## [Your instructions]
For each line below that contains the string "dining", copy that line.
####################
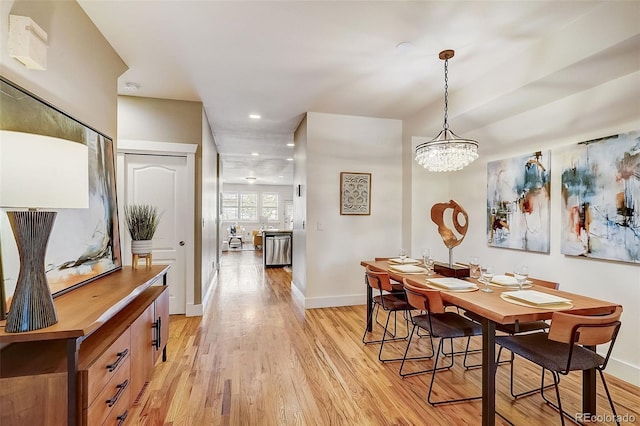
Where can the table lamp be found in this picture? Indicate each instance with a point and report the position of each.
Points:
(38, 173)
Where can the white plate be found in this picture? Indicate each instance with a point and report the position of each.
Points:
(506, 280)
(407, 261)
(451, 283)
(408, 269)
(536, 297)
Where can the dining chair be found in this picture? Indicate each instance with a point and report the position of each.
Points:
(519, 328)
(440, 324)
(391, 303)
(569, 345)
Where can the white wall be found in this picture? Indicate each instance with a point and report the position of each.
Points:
(299, 255)
(82, 71)
(166, 120)
(210, 237)
(336, 244)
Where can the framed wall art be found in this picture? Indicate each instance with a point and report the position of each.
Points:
(84, 243)
(355, 193)
(601, 199)
(518, 202)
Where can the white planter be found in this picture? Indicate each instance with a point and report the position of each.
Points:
(141, 246)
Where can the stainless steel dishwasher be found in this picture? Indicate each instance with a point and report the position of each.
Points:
(276, 248)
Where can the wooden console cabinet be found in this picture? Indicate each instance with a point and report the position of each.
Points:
(91, 366)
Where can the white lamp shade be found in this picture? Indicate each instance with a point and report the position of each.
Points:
(43, 172)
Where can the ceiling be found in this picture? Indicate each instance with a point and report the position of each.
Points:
(281, 59)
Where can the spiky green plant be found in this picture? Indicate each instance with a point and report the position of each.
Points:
(142, 221)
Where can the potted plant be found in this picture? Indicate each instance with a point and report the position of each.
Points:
(142, 222)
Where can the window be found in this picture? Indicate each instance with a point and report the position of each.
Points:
(240, 206)
(270, 206)
(249, 207)
(229, 206)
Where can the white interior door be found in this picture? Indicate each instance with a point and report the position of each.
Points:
(162, 181)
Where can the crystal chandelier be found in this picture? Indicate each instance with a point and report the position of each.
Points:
(446, 152)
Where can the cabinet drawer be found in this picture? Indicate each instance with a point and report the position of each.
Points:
(120, 411)
(116, 392)
(106, 366)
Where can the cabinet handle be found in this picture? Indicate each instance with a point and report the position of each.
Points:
(159, 331)
(121, 356)
(122, 417)
(156, 328)
(121, 387)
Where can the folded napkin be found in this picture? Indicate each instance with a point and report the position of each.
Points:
(407, 269)
(504, 280)
(451, 283)
(535, 297)
(407, 261)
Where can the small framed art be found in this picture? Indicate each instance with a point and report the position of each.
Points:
(355, 193)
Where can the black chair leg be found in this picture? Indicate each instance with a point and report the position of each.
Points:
(385, 332)
(606, 389)
(433, 377)
(511, 382)
(390, 340)
(406, 351)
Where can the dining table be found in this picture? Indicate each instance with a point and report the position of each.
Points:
(494, 309)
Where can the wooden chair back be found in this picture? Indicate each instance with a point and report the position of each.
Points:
(587, 330)
(378, 280)
(424, 298)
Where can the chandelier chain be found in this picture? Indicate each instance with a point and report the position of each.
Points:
(446, 94)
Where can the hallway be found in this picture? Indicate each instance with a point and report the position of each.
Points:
(257, 359)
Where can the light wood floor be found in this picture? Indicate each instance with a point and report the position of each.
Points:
(256, 359)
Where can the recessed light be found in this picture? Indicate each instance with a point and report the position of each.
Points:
(131, 87)
(404, 46)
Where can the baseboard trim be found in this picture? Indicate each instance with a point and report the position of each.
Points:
(297, 296)
(194, 310)
(335, 301)
(197, 310)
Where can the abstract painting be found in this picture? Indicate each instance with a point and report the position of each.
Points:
(601, 198)
(518, 202)
(84, 243)
(355, 193)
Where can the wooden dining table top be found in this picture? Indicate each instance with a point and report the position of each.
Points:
(493, 307)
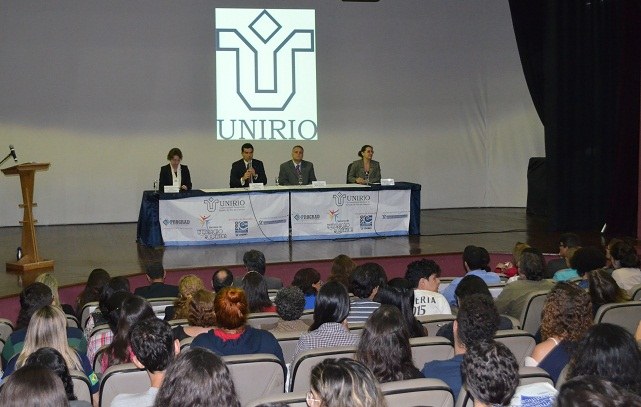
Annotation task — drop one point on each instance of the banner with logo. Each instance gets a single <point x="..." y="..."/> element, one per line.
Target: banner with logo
<point x="245" y="217"/>
<point x="334" y="214"/>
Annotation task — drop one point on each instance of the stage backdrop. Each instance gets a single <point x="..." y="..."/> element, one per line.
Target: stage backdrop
<point x="102" y="90"/>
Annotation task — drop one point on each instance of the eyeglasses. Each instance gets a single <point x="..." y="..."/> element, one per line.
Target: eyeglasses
<point x="310" y="399"/>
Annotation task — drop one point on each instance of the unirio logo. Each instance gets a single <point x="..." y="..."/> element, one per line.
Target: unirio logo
<point x="266" y="74"/>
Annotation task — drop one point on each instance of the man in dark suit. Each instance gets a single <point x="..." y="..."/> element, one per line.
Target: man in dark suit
<point x="157" y="287"/>
<point x="246" y="170"/>
<point x="297" y="171"/>
<point x="254" y="260"/>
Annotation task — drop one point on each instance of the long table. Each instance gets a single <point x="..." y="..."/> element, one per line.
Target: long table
<point x="279" y="213"/>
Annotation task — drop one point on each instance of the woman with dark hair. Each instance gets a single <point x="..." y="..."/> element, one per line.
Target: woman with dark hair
####################
## [Answer space]
Where can the dining chair be found in this picture? Indicate each instance with a point and report the position of each.
Where can the dining table be found in this picture? Indicate each instance with a point and report the position of each.
Where can the wooden dining table top be found in this picture? Indicate each instance with a point and report the position of each.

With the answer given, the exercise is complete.